→ **To do**:
Convert the entries below into a JSON array of strings, with one string per line and blank lines omitted.

→ **Data excerpts**:
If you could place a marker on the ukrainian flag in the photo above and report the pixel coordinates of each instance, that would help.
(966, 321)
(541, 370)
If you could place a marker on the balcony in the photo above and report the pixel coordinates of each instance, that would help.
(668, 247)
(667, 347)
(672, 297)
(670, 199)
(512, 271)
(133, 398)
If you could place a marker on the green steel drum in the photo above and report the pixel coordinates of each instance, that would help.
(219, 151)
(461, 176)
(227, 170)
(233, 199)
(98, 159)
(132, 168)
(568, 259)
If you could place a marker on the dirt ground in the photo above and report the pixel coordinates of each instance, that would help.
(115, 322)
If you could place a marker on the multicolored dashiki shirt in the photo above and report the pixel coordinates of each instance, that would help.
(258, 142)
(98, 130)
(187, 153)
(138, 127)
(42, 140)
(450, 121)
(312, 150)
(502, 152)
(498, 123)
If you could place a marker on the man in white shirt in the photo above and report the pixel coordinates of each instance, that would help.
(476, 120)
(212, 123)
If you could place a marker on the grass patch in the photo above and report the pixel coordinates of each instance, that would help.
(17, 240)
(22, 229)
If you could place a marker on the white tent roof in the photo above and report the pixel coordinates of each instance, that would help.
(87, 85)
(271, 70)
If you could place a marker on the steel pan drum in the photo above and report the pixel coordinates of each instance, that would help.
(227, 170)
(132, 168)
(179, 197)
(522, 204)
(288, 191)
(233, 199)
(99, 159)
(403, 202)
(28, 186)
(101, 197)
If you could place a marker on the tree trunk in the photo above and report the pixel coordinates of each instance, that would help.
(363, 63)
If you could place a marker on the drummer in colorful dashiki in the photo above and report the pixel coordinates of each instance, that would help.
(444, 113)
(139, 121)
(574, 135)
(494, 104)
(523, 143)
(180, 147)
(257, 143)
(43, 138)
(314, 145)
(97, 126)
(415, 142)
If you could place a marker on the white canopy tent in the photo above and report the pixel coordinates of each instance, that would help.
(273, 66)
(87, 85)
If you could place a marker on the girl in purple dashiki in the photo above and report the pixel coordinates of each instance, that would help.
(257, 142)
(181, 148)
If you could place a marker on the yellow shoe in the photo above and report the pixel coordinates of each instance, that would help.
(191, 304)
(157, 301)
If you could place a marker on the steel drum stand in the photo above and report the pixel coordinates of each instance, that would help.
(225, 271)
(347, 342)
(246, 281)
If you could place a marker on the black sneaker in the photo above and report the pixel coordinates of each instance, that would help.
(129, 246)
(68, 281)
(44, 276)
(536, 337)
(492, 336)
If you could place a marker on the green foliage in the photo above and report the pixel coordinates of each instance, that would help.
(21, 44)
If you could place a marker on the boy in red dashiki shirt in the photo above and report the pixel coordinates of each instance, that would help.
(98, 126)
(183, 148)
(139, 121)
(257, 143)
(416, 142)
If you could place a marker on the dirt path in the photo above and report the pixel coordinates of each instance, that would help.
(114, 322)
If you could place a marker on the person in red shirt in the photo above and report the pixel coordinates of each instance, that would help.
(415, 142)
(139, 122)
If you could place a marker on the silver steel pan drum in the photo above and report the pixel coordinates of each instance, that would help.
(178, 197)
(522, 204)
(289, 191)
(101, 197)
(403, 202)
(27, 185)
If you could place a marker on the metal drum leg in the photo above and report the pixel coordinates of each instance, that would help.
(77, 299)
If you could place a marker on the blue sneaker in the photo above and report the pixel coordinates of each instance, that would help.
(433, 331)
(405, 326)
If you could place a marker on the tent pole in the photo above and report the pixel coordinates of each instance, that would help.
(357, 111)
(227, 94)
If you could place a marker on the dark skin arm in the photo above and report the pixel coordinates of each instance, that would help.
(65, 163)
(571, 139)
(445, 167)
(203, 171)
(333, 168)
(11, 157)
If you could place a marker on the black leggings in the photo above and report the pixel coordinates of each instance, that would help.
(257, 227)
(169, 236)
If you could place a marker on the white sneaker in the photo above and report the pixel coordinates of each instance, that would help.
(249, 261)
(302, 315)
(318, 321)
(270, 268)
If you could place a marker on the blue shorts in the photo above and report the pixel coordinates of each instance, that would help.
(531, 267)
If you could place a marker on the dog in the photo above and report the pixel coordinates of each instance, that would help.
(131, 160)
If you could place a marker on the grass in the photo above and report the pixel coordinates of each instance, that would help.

→ **Result of this exercise**:
[
  "If you could place a marker on the ukrainian flag in the photo above and report the pixel coordinates of each instance, that would help.",
  "(966, 321)",
  "(541, 370)",
  "If you could place a marker on the balcony in the photo above and report the pixel coordinates of each instance, that would help.",
  "(668, 247)",
  "(667, 347)",
  "(672, 297)",
  "(670, 199)",
  "(512, 271)",
  "(133, 398)",
  "If you could place a marker on the green steel drum in the photo above and report the pixel coordinates of each instance, that would help.",
  "(219, 151)",
  "(461, 176)",
  "(227, 170)",
  "(233, 199)",
  "(98, 159)",
  "(132, 168)",
  "(568, 259)",
  "If you could place a marker on the dirt ground in the photo above and report the pixel coordinates of each instance, that would help.",
  "(115, 322)",
  "If you could place a marker on the multicolored dashiki shirt in the photo above and report the pixel coordinates of each instance, that would help.",
  "(258, 142)",
  "(98, 130)",
  "(187, 153)",
  "(138, 127)",
  "(42, 140)",
  "(450, 121)",
  "(312, 150)",
  "(502, 152)",
  "(498, 123)",
  "If you could place a marker on the man in white shirt in the photo above and report the pixel coordinates of each instance, that would help.",
  "(476, 120)",
  "(212, 123)",
  "If you could place a marker on the grass patch in the photo above and report the pixel coordinates of each instance, that would help.",
  "(17, 240)",
  "(22, 229)",
  "If you could place a marker on the white tent roof in the photo above and report the pixel coordinates of each instance, that would help.",
  "(87, 85)",
  "(271, 70)",
  "If you could place a marker on the steel pan drum in the photo above and report the pixel coordinates of each instance, that would help.",
  "(227, 170)",
  "(132, 168)",
  "(179, 197)",
  "(522, 204)",
  "(288, 191)",
  "(233, 199)",
  "(99, 159)",
  "(403, 202)",
  "(28, 186)",
  "(101, 197)",
  "If you could place a marker on the tree trunk in the photo above and report the pixel coordinates of each instance, that would help.",
  "(363, 63)",
  "If you could place a marker on the drummer in colorful dashiki in the photo above and report the pixel coordinates of each instance, that would help.",
  "(444, 113)",
  "(139, 121)",
  "(574, 135)",
  "(494, 104)",
  "(523, 143)",
  "(180, 147)",
  "(257, 143)",
  "(43, 138)",
  "(314, 145)",
  "(97, 126)",
  "(415, 142)",
  "If you could place a marker on the white canopy tent in the photo above and report the pixel coordinates of each instance, that would help.",
  "(273, 66)",
  "(87, 85)",
  "If you could place a marker on the girl in purple dashiki in the photo above and report the pixel coordinates of each instance, that would help.",
  "(257, 142)",
  "(181, 148)",
  "If you could place a marker on the yellow shoe in the photo above and report the pixel coordinates of each instance, that would help.",
  "(191, 304)",
  "(157, 301)",
  "If you could place a marker on the steel drum stand in the photo above and report the pixel coordinates of each instance, that would help.",
  "(225, 271)",
  "(347, 342)",
  "(246, 281)",
  "If you could place a marker on the black sneaker in the photo above and report the pixel coordinates of each instance, that would help.",
  "(129, 246)",
  "(68, 281)",
  "(44, 276)",
  "(536, 337)",
  "(492, 336)",
  "If you could place a marker on the green foliage in the photo above and report the pixel coordinates of each instance, that would help.",
  "(21, 44)",
  "If you could place a marker on the boy in red dashiki shirt in the photo above and report the pixel coordinates of each instance, that would help.",
  "(98, 126)",
  "(183, 148)",
  "(139, 121)",
  "(257, 143)",
  "(416, 142)",
  "If you could place a marker on the dirt path in the photo above and report the pixel coordinates of each instance, that would help.",
  "(114, 322)",
  "If you could place a marker on the person in red shirt in the photo above and report the pixel coordinates of each instance, that would help.",
  "(415, 142)",
  "(139, 122)",
  "If you could place a marker on the silver steel pan drum in the photo above and report the pixel coordinates of each instance, that would help.",
  "(178, 197)",
  "(522, 204)",
  "(289, 191)",
  "(101, 197)",
  "(403, 202)",
  "(27, 185)",
  "If you could place a marker on the metal drum leg in the photo above and report the pixel coordinates of each instance, that would help.",
  "(77, 299)",
  "If you could place a marker on the blue sneaker in the photo above and report the pixel coordinates of each instance, that would help.",
  "(433, 331)",
  "(405, 326)",
  "If you could place a marker on the tent pole in the photo above and report the pixel coordinates of each instance, that would help.",
  "(357, 111)",
  "(227, 94)",
  "If you could place a marker on the dark skin arm in the photo above and report the pixel coordinates of each instance, that would help.",
  "(65, 163)",
  "(571, 139)",
  "(445, 167)",
  "(203, 171)",
  "(333, 168)",
  "(11, 157)",
  "If you could place a marker on the black leggings in the photo above and report the pixel coordinates of each instance, that would help.",
  "(257, 227)",
  "(169, 236)",
  "If you could place a marker on the white sneaker in the photo above and report the pixel coordinates of each instance, that would help.",
  "(249, 261)",
  "(302, 315)",
  "(318, 321)",
  "(270, 268)",
  "If you could place a marker on the blue shorts in the photo above and report the pixel coordinates of each instance, that would help.",
  "(531, 267)",
  "If you could place a marker on the dog in the photo above and report the pixel coordinates of each instance, that would help.",
  "(131, 160)",
  "If you could place a marker on the grass in the photo above and report the pixel coordinates of each instance, that would help."
]